### Exercise description
Set the data down once more, exactly as it is written.

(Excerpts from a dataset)
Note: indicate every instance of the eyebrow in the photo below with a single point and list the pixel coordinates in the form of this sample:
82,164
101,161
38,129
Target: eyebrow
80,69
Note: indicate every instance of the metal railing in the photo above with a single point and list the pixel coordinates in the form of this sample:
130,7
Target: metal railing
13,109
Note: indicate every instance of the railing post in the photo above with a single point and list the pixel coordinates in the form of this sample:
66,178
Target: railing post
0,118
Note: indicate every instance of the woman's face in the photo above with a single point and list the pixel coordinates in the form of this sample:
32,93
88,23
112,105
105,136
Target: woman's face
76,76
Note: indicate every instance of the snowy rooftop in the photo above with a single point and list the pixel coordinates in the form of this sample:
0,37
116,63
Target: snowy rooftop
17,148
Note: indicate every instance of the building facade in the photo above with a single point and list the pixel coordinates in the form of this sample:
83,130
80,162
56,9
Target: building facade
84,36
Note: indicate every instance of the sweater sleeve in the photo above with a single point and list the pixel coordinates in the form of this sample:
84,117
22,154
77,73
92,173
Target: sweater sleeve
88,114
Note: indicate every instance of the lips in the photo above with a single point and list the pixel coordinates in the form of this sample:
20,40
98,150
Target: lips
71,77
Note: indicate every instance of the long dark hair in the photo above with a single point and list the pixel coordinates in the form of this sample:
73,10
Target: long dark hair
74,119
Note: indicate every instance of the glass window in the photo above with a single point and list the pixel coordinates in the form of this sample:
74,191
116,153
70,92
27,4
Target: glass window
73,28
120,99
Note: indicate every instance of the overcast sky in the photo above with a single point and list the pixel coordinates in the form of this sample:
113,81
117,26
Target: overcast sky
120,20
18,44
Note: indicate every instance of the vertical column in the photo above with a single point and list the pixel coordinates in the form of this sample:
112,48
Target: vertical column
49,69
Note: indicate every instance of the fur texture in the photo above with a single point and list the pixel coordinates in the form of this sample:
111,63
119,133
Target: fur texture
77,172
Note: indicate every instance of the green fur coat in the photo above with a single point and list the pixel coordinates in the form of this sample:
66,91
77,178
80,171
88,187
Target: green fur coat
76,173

### Exercise result
Note: indicate every instance of the eyebrow in the photo below with a single point and list the pixel coordinates in the form of this sample:
82,164
101,161
38,129
Target: eyebrow
80,69
Note: indicate every instance of the metal railing in the photo above with a single point and list the pixel coordinates in the form of this sample:
130,7
Target: metal railing
13,109
Note: indicate every instance of the railing post in the photo above with a single point and list the pixel coordinates in the form of this sample:
66,178
Target: railing post
0,118
Note: indicate every instance of the woman's face in the photo above with a single point and list the pixel coordinates in the form of this sample:
32,93
88,23
112,105
105,136
Target: woman's face
76,76
Note: indicate every instance of the snowy rooftop in the photo above with a single point and list the pixel coordinates in the form of this sample:
0,37
116,63
Target: snowy rooftop
17,148
Note: indicate every instance of the building facade in the photo above with a single point and list the pixel coordinates in the form of this sample:
83,130
80,162
56,9
Target: building facade
84,36
Note: indicate every instance of the sweater sleeve in the photo above with a single point and list the pixel coordinates in the form of this sample:
84,117
22,154
77,73
92,173
Target: sweater sleeve
88,114
Note: indicate every instance of the lips in the photo above with a single point and list the pixel coordinates in the form of this sample:
20,40
98,150
Target: lips
71,77
Note: indicate every instance of the long dark hair in the photo above with a single point and list the pixel coordinates in the form of this sample:
73,10
Target: long dark hair
74,119
Note: indicate every instance of the glass window in the photo above with a single point and list the pixel coordinates in the form of this sample:
74,191
116,153
70,92
27,4
Target: glass window
73,28
120,99
Note: indicate every instance of the overcast sky in the photo above with a single point and list the pixel coordinates in the form of this sample:
113,81
117,26
Target: overcast sky
120,20
18,44
Note: indicate every instance of the vertical column in the photo above with a single point and list the pixel coordinates in the form of this sample:
112,48
Target: vertical column
49,69
Note: indicate every instance of the fur texture in the photo above with a single point and list the pixel coordinates in the form of this sample:
111,63
119,133
Target: fur texture
77,172
Note: indicate every instance of the green fur coat in the photo above with a single point and list the pixel coordinates in the form of this sample:
66,91
77,178
80,171
88,187
Target: green fur coat
76,173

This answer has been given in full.